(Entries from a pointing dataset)
· · · · ·
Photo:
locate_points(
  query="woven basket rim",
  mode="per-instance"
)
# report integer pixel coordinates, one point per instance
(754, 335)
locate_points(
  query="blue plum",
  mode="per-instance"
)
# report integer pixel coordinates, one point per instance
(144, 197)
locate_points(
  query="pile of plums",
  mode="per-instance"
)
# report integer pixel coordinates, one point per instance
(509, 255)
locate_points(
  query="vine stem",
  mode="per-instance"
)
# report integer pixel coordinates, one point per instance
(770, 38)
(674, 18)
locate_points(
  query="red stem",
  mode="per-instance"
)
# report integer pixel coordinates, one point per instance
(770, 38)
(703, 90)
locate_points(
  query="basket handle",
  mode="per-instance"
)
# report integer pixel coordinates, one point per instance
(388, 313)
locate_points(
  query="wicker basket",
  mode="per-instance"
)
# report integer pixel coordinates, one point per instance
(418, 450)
· · · · ·
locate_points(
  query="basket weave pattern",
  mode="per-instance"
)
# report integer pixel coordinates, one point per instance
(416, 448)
· · · · ·
Exercise directions ▸
Pull out every line of the listing above that contains the string "basket", matching case exactly.

Task result ▸
  query="woven basket rim",
  query="basket handle",
  query="wicker basket",
  query="basket weave pattern",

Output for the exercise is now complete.